START EXTRACT

Background The endocannabinoid system is widely expressed in the human body, including the innate and adaptive immune system, where endocannabinoids, Δ9-tetrahydrocannabinol and synthetic ligands regulate immune response. The effects of endocannabinoids on immune regulation are primarily mediated by G-protein coupled cannabinoid CB2 receptors (CB2R) via several mechanisms, including development, migration, proliferation and effector functions. The upregulated expression of CB2R and elevated levels of endocannabinoids have been observed in a variety of tumor microenvironments and are associated with the aggressiveness of cancer.

Methods Membranes prepared from CHO-K1 cells stably expressing human CB2R were used for receptor binding assays in the presence of TT-816 and [3H]CP-55,940, and for GTPγS binding assay in the presence of TT-816, 10 μM GDP and 0.3 nM [35S]GTPγS. cAMP assay was performed by incubating the CHO-K-1 cells for 30 min with TT-816, 25 μM forskolin and 12 nM CP-55,940, or with TT-816 and 5 μM forskolin. NK cell function was determined by co-culturing TT-816 pretreated NK cells with K562 cancer cells for 24 hours. The mixed lymphocyte reaction assay was conducted by co-culturing human CD4+ T cells with monocyte-derived dendritic cells. Cell viability was measured by FACS and IFN-γ by MSD.

END EXTRACT
START INFORMATION SHOWN

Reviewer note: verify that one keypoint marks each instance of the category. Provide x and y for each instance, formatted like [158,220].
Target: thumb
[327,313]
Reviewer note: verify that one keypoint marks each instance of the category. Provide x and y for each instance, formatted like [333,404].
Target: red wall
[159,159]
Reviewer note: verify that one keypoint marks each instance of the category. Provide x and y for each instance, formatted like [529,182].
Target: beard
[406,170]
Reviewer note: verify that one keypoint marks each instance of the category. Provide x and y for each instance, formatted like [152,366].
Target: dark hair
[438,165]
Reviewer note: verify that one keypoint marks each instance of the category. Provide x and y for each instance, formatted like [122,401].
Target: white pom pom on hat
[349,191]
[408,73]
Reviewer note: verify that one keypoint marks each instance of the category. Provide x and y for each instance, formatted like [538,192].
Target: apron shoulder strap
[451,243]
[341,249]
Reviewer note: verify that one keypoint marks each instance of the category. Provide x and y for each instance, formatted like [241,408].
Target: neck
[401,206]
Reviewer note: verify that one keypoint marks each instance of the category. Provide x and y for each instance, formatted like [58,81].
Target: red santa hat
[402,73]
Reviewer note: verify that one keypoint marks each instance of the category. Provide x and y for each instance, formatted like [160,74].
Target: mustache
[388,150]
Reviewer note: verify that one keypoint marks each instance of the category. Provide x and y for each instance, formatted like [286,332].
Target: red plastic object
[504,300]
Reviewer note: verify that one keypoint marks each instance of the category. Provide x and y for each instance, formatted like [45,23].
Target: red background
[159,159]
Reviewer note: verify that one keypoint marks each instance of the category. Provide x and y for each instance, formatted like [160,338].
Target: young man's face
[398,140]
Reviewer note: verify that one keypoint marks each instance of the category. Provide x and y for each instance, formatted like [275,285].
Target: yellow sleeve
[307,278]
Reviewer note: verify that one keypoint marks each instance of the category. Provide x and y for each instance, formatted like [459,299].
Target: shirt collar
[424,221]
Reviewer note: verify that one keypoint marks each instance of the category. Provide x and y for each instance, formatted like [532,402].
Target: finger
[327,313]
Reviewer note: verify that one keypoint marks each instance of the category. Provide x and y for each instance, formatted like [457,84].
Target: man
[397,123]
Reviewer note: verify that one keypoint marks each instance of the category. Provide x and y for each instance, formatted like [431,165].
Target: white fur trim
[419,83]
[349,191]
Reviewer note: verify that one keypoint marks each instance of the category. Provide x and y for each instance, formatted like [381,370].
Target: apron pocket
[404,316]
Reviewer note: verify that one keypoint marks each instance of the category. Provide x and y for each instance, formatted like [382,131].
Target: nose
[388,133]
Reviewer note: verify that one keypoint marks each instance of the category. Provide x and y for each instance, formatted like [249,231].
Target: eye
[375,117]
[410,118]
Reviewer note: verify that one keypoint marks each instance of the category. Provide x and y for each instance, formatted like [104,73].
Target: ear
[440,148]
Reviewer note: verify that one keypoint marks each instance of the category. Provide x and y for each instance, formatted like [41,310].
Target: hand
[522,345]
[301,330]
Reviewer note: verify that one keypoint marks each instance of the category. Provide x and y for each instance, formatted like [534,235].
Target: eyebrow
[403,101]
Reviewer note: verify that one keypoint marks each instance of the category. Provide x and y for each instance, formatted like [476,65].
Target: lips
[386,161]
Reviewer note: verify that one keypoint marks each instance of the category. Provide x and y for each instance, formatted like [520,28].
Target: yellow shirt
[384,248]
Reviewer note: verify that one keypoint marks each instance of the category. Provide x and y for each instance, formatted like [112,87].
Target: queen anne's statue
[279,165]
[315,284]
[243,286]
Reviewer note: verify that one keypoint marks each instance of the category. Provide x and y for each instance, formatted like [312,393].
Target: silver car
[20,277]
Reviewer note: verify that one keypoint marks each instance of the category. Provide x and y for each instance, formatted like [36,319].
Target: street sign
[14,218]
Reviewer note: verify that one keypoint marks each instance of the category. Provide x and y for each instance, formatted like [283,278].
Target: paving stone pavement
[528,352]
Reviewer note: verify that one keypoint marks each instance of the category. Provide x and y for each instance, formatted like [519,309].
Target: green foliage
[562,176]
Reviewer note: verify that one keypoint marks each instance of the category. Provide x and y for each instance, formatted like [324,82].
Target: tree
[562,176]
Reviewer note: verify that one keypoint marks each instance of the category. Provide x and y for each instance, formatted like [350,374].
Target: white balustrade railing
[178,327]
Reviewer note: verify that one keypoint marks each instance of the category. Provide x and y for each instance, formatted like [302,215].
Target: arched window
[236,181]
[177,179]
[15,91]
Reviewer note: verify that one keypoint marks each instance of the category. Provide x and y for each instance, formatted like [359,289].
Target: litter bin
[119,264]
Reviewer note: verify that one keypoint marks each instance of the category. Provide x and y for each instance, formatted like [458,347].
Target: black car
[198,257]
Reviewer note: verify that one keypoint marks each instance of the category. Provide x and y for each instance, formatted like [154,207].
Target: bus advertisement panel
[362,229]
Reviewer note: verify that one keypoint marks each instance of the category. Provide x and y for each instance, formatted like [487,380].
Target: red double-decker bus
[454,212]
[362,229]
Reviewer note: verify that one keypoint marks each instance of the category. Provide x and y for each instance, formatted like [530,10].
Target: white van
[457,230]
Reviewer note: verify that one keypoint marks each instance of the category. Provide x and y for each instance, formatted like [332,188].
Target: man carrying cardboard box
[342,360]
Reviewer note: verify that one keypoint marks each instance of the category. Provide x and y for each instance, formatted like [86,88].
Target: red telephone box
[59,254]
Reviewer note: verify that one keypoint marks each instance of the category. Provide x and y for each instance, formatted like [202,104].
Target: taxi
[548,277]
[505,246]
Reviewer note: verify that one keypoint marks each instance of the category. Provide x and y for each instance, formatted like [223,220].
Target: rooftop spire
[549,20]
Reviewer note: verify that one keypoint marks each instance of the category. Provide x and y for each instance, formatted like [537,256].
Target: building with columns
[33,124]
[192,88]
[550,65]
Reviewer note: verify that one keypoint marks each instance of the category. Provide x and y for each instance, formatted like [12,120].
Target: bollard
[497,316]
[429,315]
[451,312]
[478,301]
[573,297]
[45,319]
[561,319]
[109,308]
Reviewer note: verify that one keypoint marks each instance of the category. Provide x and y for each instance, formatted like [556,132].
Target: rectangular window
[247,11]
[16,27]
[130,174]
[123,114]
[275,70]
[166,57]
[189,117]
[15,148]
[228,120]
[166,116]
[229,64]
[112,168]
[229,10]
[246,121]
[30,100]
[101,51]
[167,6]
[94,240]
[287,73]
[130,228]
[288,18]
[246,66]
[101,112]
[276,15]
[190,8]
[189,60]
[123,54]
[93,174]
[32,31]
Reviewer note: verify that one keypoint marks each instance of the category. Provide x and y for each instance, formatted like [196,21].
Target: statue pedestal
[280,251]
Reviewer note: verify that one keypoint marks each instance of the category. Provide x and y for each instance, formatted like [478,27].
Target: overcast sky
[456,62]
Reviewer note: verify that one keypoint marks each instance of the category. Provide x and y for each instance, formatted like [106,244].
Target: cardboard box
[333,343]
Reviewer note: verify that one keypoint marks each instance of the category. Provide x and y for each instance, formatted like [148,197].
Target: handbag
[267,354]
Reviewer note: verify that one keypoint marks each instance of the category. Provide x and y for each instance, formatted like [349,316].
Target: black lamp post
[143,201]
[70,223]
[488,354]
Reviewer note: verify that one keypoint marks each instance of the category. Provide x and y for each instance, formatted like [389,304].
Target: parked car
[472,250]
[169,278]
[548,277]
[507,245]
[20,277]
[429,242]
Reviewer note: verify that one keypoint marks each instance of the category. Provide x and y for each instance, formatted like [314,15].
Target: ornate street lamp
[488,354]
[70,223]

END INFORMATION SHOWN

• EXERCISE REQUIREMENTS
1. Answer these questions from the CB2 receptor abstract:
(a) Which receptors primarily mediate the effects of endocannabinoids on immune regulation?
(b) For how long were TT-816-pretreated NK cells co-cultured with K562 cancer cells?
(c) What methods were used to measure cell viability and IFN-γ?
2. Write the next part of the CB2 receptor abstract, following on from its last sentence.

• SET OF ANSWERS
1.
(a) G-protein coupled cannabinoid CB2 receptors (CB2R).
(b) 24 hours.
(c) Cell viability was measured by FACS, and IFN-γ by MSD.

2.
Results TT-816 is a competitive and selective CB2R antagonist. It bound to human CB2R with an IC50 26.2 nM, showing greater than 380-fold selectivity over cannabinoid CB1 receptors. The ability of TT-816 to inhibit the constitutive activity of CB2R was characterized in both GTPγS and cAMP assays. TT-816 concentration-dependently inhibited the basal GTPγS binding response, antagonized CB2R agonist-mediated cAMP production and enhanced the forskolin response on basal cAMP level. Consistent with its inhibition of CB2R function, TT-816 inhibited the growth of human breast, colorectal and lung cancer cells. In addition, TT-816 concentration-dependently enhanced the functions of NK cells, dendritic cells and T cells. It increased NK cell killing of the human cancer cells and IFN-γ production, significantly stimulated the expression of CD86, HLA-DR, IL-12 and TNF-a in monocyte-derived dendritic cells, and enhanced CD4+ T cell proliferation and IFN-γ production in a mixed lymphocyte reaction assay.

Conclusions TT-816 is a novel, oral small molecule immune checkpoint inhibitor that selectively blocks CB2R on cancer cells and immune cells. Preclinical data have demonstrated that it stimulates antitumor innate and adaptive immune response and inhibits cancer cell proliferation. TT-816 is currently undergoing phase 1 clinical trials for the treatment of a broad range of solid tumors.